Canada has the fastest-growing economy of the major industrial nations and will continue to do so through next year at least, the International Monetary Fund and a major Canadian bank said in separate forecasts released yesterday.

That's despite what a barometer of Canadian economic activity suggests is a slowdown in the pace of growth.

Scotiabank, in its global economic outlook, added "Canada is expected to remain the top G7 performer through 2004,"

The forecasts were released as Statistics Canada reported its leading indicator, a basket of 10 key sectors of economic activity that tend to foreshadow the overall direction of the economy, rose 0.2 per cent last month, down from 0.3 per cent in July and continuing a slowdown that began in April.

"The slowdown in the leading indicator over the past several months points to slower real GDP growth in the second half of 2004" said J.P. Morgan Canada economist Ted Carmichael.

• **SET TASK 1**
According to the article on Canada's economic growth, by how much did Statistics Canada's leading indicator rise last month?
• **SET TASK 2**
Output the passage of the article on Canada's economic growth that opens with the words "Scotiabank, in its" and closes with "began in April.".
• **SET TASK 3**
Pick up the article on Canada's economic growth after its final sentence and keep writing it.
The entries after this point come from a separate source.

• **DATA RECORDS**
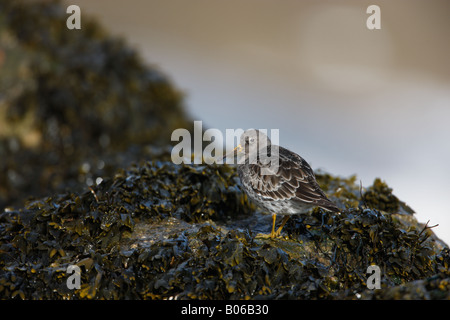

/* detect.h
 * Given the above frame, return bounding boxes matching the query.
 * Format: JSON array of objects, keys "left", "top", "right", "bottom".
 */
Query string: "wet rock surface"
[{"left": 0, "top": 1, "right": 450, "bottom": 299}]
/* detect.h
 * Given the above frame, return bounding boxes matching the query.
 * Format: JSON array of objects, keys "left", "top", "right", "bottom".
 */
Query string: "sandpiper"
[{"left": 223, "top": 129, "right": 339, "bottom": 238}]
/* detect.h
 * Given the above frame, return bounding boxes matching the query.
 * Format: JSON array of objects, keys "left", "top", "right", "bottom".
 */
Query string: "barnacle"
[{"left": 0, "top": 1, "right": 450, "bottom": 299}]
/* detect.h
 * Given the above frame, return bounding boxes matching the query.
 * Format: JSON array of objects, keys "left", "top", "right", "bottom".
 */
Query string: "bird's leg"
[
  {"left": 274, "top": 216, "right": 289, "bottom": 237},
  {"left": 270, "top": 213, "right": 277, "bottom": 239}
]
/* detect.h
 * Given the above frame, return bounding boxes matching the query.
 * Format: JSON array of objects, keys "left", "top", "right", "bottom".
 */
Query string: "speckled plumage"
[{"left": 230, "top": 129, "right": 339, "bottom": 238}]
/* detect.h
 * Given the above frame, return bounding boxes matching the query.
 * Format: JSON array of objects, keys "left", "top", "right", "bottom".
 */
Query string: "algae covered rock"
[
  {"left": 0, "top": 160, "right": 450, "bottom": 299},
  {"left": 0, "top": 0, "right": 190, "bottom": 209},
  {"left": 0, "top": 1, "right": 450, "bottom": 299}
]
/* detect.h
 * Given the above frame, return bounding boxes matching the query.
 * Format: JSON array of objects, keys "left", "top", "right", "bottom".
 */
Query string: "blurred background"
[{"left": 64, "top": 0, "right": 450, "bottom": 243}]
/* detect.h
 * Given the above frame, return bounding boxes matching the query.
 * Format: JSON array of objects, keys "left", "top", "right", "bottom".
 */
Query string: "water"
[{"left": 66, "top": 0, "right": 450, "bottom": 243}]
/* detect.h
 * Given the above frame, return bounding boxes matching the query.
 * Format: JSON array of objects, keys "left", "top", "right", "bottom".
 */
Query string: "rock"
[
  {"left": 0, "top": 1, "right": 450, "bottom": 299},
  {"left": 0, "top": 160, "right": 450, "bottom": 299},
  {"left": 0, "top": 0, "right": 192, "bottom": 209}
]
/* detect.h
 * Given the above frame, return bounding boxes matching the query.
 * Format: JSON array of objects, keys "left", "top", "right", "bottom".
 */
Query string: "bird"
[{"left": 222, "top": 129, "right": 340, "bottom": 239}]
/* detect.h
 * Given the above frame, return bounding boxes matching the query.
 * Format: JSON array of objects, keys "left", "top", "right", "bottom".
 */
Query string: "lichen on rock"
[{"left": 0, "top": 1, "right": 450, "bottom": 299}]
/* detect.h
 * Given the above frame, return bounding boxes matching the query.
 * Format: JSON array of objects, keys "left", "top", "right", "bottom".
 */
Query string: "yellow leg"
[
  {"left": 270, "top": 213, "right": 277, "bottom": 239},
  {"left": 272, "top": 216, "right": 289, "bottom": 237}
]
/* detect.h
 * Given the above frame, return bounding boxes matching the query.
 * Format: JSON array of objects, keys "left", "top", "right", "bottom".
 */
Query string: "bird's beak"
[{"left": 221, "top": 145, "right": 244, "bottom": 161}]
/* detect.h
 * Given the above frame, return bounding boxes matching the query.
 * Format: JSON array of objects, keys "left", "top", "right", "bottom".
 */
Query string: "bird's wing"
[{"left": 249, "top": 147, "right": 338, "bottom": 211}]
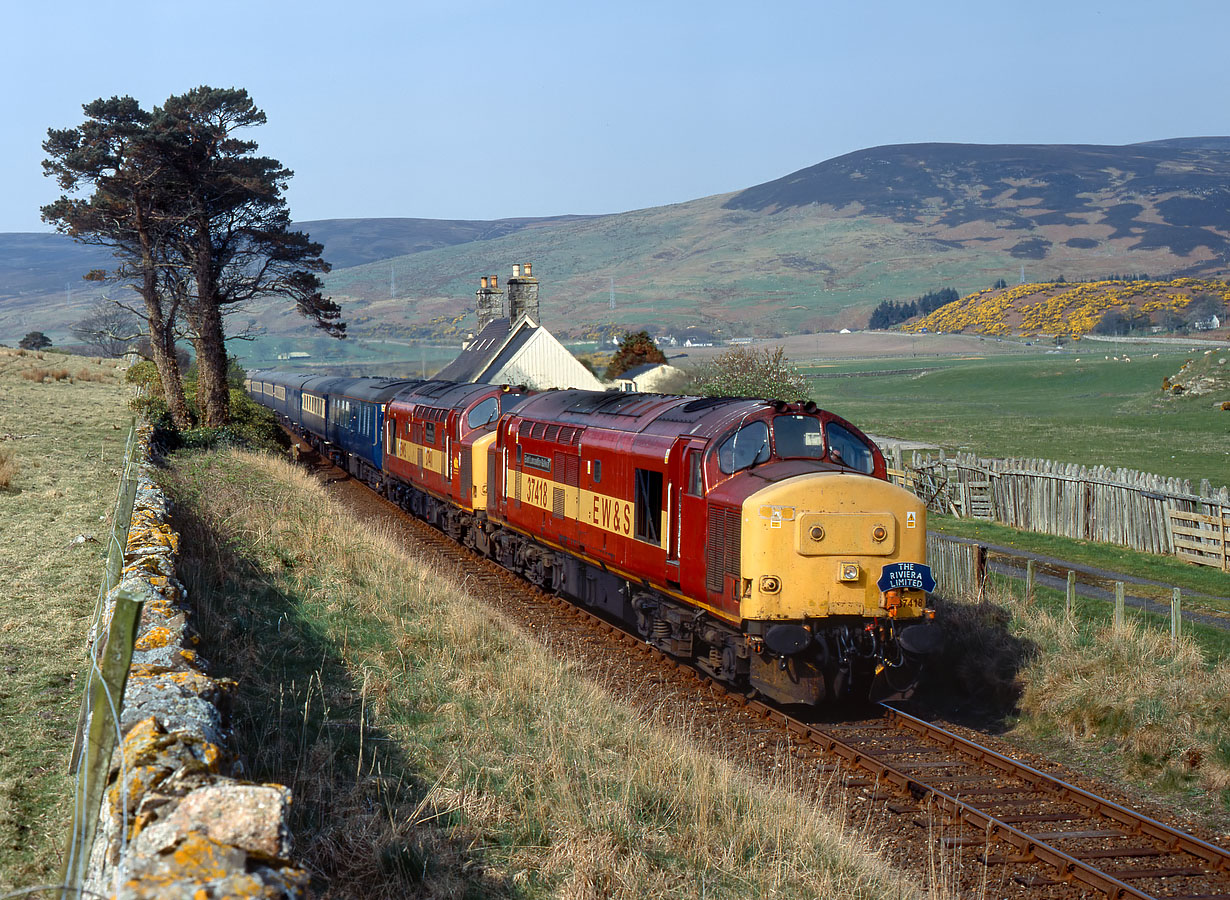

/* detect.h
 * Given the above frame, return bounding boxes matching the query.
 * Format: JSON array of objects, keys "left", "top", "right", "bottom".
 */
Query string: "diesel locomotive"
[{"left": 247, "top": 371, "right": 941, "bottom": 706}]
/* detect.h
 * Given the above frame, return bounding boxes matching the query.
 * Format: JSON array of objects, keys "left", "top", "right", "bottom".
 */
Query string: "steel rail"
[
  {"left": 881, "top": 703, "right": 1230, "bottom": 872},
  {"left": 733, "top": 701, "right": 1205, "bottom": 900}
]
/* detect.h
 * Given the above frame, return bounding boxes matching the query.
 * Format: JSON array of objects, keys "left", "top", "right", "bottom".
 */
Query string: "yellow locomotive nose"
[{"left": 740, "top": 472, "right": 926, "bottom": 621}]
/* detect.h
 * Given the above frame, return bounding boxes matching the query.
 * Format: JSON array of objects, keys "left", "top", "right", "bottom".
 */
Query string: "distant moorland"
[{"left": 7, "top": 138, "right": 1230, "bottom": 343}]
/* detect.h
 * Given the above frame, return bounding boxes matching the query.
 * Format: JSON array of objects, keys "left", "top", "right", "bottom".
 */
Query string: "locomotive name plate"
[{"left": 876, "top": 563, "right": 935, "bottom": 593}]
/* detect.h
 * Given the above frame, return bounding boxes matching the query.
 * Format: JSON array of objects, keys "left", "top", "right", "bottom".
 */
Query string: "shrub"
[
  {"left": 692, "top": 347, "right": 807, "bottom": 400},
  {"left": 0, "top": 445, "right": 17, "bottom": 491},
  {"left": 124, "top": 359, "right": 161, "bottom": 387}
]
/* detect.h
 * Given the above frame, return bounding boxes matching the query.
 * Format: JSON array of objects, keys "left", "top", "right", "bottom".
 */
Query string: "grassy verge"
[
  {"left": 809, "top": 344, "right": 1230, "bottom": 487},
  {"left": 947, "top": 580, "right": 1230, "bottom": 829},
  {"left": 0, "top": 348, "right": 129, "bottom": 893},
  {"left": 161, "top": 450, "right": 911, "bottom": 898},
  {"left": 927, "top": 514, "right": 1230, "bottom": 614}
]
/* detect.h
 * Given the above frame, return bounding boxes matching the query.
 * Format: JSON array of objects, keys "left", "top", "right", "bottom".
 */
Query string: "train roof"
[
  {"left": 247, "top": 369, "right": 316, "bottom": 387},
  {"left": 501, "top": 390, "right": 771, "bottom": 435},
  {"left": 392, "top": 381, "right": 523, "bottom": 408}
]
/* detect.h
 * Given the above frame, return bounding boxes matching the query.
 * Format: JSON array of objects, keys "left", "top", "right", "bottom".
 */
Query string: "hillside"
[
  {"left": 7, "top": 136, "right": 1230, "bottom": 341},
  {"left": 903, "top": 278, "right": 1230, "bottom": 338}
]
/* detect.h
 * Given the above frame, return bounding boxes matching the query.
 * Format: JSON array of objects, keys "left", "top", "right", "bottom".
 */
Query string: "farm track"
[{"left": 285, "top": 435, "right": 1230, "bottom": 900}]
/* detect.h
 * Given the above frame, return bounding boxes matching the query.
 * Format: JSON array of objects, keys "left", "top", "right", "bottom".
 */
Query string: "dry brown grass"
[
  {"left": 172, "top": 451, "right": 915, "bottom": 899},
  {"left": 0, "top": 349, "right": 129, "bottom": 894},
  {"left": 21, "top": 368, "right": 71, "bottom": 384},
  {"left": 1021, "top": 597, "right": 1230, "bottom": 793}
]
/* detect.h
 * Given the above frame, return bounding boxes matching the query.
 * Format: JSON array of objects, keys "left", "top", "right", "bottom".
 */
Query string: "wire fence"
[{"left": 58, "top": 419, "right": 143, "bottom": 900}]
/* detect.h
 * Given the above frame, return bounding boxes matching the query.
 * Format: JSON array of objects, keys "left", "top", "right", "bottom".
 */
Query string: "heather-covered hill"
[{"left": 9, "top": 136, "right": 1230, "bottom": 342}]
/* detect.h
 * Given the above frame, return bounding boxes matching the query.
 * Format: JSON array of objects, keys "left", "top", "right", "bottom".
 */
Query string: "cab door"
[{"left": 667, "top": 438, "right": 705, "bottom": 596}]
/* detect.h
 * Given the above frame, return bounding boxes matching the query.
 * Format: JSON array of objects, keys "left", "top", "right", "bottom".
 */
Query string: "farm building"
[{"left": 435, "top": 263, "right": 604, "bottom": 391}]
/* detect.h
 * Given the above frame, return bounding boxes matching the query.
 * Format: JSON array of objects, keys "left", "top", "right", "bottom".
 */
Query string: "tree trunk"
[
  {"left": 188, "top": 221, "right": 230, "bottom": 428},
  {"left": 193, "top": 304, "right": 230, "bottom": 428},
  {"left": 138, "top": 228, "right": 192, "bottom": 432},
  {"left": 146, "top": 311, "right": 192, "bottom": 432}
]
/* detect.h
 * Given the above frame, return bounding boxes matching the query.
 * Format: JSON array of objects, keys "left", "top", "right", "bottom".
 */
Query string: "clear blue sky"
---
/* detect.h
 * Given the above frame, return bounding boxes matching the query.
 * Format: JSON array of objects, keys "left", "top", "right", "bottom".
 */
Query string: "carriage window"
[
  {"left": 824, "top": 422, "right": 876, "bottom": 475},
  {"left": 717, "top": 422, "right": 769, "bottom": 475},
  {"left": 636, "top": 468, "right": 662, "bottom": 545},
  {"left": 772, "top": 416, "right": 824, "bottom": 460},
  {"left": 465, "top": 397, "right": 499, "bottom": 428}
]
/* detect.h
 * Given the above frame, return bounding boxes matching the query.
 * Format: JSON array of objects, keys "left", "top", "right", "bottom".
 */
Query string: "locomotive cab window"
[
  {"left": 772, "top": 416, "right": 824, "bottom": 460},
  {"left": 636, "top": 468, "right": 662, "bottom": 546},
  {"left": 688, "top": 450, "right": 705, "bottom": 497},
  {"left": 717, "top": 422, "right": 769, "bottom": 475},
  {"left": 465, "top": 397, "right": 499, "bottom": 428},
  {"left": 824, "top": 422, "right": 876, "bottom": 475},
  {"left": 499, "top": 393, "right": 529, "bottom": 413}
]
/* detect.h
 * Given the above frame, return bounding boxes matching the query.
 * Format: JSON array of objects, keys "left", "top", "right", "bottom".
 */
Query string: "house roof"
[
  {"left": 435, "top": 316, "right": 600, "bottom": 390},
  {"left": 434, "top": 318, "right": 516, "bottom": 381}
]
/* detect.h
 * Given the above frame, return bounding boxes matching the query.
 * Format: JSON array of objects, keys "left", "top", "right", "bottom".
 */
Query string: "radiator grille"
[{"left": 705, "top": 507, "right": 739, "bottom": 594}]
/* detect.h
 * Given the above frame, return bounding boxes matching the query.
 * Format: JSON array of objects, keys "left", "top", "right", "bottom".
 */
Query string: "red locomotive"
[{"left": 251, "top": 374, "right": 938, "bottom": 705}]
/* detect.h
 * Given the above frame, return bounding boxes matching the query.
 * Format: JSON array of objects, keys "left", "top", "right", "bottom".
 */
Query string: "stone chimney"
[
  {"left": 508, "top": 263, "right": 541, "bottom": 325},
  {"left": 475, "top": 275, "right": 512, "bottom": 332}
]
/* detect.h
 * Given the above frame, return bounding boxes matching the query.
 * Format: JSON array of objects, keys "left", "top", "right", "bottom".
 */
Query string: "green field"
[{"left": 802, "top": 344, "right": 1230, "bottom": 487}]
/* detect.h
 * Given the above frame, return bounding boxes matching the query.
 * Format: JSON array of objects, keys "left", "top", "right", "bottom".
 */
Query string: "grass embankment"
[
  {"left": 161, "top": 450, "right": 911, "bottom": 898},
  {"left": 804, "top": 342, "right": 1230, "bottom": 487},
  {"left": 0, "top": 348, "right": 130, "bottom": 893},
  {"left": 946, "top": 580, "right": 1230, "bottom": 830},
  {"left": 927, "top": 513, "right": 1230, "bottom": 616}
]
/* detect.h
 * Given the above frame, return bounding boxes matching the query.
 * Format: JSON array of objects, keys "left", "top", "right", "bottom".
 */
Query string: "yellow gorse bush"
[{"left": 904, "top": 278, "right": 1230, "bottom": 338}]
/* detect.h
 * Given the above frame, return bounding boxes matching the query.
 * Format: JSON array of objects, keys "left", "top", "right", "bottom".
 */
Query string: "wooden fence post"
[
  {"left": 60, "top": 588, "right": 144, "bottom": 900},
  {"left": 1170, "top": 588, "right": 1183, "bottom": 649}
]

• **WRITTEN REPLY 1**
0.2 per cent

• **WRITTEN REPLY 2**
Scotiabank, in its global economic outlook, added "Canada is expected to remain the top G7 performer through 2004,"

The forecasts were released as Statistics Canada reported its leading indicator, a basket of 10 key sectors of economic activity that tend to foreshadow the overall direction of the economy, rose 0.2 per cent last month, down from 0.3 per cent in July and continuing a slowdown that began in April.

• **WRITTEN REPLY 3**
Still, Scotiabank in its forecast said growth would average 3.4 per cent this year, a full percentage point above that in the U.S. Next year the pace of growth will be three per cent, which should also be enough to edge out the U.S., it said.

That's in line with the IMF, which forecast growth here of 3.4 per cent this year, nearly a full point more than it expected in the spring, and 3.4 per cent again next year.

That's faster than the growth in the U.S., the second most rapidly expanding G7 country, which the IMF forecasts will grow by a "considerably weaker than earlier thought" 2.2 per cent this year and 2.6 per cent in 2005.